RECORDS FOR THE TASK:
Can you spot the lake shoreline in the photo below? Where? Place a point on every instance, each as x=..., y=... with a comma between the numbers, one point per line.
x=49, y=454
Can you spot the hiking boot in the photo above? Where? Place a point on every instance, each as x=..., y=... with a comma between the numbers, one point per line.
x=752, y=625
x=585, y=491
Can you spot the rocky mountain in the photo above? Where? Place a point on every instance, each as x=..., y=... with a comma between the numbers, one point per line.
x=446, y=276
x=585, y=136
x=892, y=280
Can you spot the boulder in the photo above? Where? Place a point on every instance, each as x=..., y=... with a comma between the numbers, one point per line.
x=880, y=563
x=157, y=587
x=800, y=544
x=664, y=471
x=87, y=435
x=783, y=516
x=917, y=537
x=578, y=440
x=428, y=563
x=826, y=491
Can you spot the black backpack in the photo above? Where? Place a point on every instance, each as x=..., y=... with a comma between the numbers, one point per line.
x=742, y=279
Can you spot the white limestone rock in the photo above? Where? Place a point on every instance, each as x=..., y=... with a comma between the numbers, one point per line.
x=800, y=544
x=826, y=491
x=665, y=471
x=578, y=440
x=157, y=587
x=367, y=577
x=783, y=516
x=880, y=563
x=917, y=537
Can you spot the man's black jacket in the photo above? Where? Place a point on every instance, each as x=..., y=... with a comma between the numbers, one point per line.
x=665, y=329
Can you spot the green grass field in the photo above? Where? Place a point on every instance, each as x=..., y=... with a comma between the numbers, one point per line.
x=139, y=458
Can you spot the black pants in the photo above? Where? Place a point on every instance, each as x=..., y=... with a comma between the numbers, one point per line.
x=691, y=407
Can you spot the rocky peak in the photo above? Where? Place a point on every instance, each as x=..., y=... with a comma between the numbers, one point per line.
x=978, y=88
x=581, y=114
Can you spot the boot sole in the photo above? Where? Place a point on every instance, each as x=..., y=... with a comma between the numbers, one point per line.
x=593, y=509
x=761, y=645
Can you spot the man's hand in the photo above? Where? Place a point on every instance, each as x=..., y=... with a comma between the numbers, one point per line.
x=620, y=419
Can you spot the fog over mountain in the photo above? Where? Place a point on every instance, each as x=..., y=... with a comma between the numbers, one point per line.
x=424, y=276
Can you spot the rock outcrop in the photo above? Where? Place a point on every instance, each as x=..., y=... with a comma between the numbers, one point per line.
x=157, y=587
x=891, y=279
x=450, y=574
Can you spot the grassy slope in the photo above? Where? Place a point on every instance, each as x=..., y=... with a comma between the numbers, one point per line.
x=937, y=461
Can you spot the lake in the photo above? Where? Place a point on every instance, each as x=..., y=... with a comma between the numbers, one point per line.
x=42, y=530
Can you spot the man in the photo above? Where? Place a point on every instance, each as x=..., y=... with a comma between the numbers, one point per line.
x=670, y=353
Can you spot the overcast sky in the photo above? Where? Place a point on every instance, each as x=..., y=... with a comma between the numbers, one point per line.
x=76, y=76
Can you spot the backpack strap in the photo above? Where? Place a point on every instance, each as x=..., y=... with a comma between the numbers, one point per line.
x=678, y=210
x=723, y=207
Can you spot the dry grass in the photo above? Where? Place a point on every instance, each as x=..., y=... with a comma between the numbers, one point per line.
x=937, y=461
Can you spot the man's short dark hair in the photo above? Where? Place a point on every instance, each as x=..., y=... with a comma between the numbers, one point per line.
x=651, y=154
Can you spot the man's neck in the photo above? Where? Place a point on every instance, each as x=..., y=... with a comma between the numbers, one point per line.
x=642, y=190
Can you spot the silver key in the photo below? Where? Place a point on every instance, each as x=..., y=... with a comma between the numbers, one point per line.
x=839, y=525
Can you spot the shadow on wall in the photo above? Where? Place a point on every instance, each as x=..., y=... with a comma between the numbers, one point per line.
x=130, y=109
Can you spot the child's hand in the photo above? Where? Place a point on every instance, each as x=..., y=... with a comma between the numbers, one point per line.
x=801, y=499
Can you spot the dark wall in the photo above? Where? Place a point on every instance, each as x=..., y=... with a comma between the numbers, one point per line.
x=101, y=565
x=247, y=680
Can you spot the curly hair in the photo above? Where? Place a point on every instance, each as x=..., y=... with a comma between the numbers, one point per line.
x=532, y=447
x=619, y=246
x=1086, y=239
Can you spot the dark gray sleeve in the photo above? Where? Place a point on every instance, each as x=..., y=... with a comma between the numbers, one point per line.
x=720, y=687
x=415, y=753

TASK OBJECTIVE: Lines from the one containing "Can you spot the child's" through the last line of the records, restated word for word: that is the whole response.

THE ANSWER:
Can you spot the child's hand in the photo above? Where? Place a point on every instance, each as x=..., y=... with a comma between the numbers, one point per line.
x=801, y=499
Can you spot the dark wall in the photo above? Where? Place a point on every instance, each as x=..., y=... with a comma between the numbers, one point per line.
x=101, y=565
x=247, y=680
Can you spot the curly hair in the photo above? Where? Place a point on every instance, each as x=..., y=... with a comma between the numbers, one point per line.
x=532, y=447
x=619, y=246
x=1086, y=239
Can you spot the dark gray sleeve in the photo above? Where? Place a point on every instance, each as x=..., y=... with a comma between the numbers, one point per line.
x=720, y=687
x=415, y=753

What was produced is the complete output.